___ RECORDS FOR THIS TASK ___
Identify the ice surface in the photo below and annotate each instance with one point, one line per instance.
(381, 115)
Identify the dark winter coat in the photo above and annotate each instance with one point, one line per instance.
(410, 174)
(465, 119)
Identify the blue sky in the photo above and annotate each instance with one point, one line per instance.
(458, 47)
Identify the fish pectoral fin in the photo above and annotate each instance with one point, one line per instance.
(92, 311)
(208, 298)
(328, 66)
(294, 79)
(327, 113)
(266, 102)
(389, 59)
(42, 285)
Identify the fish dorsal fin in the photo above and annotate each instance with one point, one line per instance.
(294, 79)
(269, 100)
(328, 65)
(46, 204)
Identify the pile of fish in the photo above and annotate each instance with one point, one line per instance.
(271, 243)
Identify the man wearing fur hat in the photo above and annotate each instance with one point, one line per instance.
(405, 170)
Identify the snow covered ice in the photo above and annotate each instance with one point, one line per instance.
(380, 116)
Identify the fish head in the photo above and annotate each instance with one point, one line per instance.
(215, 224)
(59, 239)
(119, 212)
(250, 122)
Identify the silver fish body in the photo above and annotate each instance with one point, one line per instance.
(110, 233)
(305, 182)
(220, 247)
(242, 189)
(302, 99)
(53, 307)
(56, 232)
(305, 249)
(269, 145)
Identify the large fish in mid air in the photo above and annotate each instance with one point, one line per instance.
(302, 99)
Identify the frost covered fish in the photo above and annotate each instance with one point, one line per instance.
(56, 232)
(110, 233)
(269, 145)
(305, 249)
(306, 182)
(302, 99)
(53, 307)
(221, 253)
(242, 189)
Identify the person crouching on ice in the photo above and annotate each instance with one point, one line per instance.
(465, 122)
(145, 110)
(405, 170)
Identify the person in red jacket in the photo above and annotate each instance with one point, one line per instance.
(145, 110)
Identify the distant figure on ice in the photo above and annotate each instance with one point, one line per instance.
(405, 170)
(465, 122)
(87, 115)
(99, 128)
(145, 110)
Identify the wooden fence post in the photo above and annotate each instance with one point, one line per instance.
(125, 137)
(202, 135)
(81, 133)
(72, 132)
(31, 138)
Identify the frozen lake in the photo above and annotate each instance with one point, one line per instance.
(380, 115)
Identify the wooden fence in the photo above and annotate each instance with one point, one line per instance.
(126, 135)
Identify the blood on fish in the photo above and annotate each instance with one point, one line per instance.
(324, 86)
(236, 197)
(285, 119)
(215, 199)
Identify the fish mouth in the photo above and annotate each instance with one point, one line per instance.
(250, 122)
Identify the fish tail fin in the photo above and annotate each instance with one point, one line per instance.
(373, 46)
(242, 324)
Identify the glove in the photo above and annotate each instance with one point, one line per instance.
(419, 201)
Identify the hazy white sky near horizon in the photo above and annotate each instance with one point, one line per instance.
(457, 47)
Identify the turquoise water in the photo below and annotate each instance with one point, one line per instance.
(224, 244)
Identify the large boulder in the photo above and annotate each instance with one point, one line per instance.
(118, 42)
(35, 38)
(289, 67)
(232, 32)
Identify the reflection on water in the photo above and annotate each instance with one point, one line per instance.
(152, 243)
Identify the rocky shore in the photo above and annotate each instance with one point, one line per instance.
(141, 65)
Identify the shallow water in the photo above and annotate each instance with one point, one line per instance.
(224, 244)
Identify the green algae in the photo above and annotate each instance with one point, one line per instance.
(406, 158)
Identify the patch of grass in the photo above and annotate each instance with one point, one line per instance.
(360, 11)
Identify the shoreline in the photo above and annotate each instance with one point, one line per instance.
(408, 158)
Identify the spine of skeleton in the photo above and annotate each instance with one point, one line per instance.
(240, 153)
___
Rewrite everything from the line containing "Identify the shallow" down to the end of the items, replacing "patch of grass" with "clump of grass" and leaving everything else unchanged.

# [OUTPUT OF THE TASK]
Identify the shallow water in the photo above and annotate each instance with one point, one line per instance.
(224, 244)
Identify the green algae in the photo above and annotate each instance with one point, one line per instance.
(406, 158)
Identify the clump of grass in the photo above and annotate each instance with one point, one line per instance.
(360, 11)
Identify the shoreline in the photo above and annotate each instance with one point, one line per instance.
(408, 158)
Identify the spine of skeleton in the photo above and annotate each instance with one point, one line per instance.
(240, 153)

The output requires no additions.